- Given task: Transcribe word for word the lines spanning the line with "# point at: the lake" through the end of the records.

- Raw data:
=====

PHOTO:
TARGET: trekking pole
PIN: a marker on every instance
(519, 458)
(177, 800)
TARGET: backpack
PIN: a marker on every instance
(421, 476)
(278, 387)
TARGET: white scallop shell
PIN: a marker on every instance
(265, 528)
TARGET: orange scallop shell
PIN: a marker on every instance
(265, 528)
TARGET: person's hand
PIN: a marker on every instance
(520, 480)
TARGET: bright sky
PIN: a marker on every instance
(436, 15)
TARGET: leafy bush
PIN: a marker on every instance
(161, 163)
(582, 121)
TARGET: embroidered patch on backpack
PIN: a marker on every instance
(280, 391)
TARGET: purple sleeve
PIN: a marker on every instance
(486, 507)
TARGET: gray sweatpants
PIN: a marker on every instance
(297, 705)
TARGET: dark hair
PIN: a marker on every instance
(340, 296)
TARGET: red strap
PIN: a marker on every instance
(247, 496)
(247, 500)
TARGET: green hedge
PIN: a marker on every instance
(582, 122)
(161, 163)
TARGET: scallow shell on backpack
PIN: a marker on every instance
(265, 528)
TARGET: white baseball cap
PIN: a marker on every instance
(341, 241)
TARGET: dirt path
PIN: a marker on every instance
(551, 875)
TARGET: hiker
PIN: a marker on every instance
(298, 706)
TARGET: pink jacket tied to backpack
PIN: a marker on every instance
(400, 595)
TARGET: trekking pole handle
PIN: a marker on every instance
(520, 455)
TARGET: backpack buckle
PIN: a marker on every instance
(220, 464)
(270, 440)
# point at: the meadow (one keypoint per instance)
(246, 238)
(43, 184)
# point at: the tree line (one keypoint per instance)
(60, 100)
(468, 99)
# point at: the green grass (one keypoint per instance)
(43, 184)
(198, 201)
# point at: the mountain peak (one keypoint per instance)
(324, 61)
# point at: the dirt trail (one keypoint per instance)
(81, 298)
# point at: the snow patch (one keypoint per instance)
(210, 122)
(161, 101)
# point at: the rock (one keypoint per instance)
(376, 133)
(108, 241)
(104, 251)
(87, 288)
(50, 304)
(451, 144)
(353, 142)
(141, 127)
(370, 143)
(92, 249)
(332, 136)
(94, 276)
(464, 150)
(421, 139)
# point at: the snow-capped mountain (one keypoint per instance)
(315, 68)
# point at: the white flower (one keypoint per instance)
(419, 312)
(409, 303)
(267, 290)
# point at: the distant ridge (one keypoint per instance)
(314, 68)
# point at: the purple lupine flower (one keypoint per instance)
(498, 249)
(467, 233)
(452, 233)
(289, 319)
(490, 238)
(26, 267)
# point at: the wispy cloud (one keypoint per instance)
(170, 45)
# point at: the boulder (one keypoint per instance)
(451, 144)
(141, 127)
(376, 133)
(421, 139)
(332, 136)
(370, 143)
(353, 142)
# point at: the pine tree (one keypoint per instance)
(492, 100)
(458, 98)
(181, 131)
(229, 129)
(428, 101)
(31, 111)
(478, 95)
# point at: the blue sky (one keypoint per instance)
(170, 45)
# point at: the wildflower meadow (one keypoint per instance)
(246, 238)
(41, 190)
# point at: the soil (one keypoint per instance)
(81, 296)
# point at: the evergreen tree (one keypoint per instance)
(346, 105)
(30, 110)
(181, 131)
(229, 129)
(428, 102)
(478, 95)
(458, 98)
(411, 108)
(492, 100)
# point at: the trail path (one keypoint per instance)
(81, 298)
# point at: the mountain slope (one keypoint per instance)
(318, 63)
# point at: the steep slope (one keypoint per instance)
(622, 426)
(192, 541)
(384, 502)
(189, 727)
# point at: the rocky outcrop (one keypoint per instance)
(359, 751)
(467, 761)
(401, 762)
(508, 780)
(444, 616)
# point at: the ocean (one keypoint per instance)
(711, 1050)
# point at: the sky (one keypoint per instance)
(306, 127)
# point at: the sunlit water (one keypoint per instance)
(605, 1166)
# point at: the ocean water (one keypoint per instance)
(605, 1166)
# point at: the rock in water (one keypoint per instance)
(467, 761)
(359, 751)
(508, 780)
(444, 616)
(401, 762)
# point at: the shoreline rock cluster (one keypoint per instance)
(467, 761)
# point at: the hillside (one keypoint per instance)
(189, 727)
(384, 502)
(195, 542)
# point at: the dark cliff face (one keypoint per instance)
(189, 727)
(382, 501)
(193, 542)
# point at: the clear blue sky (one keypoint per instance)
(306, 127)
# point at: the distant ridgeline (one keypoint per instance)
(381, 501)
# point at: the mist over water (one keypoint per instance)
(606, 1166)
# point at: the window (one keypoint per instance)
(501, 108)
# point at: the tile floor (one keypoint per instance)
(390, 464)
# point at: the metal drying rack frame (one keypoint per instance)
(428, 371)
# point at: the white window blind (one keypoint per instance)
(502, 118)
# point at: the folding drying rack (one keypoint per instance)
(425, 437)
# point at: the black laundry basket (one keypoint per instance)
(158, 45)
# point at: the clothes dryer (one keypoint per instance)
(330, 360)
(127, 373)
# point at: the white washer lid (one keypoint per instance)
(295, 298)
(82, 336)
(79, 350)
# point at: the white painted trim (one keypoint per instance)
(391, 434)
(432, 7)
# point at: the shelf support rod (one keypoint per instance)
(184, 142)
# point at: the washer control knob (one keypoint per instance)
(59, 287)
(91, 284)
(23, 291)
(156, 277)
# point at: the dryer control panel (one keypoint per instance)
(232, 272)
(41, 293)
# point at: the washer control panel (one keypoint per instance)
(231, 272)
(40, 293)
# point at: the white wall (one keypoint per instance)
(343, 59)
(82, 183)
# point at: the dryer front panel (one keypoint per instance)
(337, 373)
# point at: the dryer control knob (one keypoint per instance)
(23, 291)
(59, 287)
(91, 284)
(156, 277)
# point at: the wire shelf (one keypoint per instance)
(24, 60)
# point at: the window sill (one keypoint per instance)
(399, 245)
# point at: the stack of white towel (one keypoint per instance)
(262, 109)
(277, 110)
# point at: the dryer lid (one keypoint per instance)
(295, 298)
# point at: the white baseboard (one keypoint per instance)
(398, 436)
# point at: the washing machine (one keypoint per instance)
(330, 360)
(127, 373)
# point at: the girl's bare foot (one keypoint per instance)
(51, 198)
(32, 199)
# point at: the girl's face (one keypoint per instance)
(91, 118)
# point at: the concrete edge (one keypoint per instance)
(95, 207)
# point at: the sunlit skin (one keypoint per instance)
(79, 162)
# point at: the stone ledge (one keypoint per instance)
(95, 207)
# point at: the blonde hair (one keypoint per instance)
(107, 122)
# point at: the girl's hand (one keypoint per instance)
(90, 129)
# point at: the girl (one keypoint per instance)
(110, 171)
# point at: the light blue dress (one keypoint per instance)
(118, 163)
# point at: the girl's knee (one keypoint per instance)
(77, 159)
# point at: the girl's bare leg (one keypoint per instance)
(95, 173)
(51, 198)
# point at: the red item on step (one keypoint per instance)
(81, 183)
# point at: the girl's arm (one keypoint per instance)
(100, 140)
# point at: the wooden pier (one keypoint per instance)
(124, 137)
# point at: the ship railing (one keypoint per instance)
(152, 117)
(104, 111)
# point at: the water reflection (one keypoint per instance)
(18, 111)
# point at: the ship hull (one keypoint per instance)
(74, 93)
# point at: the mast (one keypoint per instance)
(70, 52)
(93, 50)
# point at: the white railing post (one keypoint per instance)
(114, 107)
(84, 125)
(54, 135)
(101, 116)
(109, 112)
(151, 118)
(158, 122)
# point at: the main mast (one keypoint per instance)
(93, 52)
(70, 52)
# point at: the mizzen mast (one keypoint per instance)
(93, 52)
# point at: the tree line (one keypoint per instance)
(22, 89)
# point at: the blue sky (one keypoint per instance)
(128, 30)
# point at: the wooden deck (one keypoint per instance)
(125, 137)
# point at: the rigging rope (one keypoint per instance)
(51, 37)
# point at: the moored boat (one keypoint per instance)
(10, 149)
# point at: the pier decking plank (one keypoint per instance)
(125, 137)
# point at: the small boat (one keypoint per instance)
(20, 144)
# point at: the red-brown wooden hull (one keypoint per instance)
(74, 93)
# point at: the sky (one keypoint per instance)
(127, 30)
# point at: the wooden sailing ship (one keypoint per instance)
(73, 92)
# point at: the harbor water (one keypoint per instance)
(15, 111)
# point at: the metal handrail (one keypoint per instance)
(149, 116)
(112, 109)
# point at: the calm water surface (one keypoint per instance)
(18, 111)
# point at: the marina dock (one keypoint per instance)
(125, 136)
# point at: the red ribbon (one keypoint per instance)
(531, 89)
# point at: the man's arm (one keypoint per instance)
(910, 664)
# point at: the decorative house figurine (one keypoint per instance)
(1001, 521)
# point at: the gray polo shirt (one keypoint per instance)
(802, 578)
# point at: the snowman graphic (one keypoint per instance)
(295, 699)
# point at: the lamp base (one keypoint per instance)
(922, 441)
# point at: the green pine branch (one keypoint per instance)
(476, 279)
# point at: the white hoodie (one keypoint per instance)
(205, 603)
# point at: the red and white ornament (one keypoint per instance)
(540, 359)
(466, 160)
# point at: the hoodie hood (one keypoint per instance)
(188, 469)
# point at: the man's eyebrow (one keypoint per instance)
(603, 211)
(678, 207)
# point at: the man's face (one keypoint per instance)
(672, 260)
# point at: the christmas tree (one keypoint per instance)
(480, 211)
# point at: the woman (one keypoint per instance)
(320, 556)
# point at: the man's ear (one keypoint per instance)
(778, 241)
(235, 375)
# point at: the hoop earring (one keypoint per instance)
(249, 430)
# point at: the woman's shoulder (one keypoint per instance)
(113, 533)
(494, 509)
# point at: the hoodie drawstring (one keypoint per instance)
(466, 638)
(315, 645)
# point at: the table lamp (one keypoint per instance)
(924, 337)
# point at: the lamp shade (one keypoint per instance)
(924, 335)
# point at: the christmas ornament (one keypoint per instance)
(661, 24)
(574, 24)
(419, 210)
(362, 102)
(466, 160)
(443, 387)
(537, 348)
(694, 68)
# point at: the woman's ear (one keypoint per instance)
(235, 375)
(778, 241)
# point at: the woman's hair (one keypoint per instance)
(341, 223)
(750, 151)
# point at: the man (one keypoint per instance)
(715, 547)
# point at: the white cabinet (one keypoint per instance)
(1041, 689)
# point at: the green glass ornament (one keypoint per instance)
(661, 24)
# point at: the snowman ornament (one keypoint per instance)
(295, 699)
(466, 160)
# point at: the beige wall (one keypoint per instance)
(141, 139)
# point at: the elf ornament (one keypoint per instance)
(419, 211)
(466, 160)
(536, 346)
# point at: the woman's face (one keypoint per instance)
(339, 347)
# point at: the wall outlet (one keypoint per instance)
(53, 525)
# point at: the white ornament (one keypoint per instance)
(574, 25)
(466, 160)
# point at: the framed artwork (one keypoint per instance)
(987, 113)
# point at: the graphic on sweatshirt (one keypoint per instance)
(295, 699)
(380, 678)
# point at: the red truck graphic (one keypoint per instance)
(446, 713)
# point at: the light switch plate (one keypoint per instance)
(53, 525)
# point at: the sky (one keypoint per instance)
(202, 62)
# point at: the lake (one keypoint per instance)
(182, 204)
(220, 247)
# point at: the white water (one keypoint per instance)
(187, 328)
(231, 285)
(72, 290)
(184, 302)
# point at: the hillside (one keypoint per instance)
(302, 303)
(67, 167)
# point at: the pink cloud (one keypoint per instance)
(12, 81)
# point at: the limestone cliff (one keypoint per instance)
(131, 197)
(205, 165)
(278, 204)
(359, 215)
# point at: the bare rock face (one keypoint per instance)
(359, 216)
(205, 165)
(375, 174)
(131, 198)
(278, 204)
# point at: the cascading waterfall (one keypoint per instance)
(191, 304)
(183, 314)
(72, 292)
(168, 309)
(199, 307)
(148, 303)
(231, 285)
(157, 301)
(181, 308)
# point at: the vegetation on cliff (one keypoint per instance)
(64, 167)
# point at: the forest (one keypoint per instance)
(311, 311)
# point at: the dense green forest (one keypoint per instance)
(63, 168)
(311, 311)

=====

- Written response:
# point at: the lake (one keypoint per instance)
(182, 204)
(220, 247)
# point at: the white water (one keypoint per instance)
(187, 328)
(231, 285)
(72, 290)
(184, 302)
# point at: the hillside (one keypoint per instance)
(302, 303)
(67, 167)
# point at: the pink cloud (one keypoint per instance)
(12, 81)
# point at: the limestone cliff (one keypoint per instance)
(131, 197)
(205, 165)
(278, 204)
(359, 215)
# point at: the bare rock face (one keypoint per instance)
(359, 216)
(205, 165)
(375, 174)
(131, 198)
(278, 204)
# point at: the cascading waterfall (one keypoint per instance)
(191, 304)
(183, 314)
(72, 292)
(168, 309)
(199, 307)
(148, 303)
(231, 285)
(157, 301)
(181, 308)
# point at: the vegetation on cliff (one keypoint per instance)
(64, 167)
# point at: the forest (one keypoint per instance)
(311, 311)
# point at: the dense green forest (one keypoint per instance)
(63, 168)
(311, 311)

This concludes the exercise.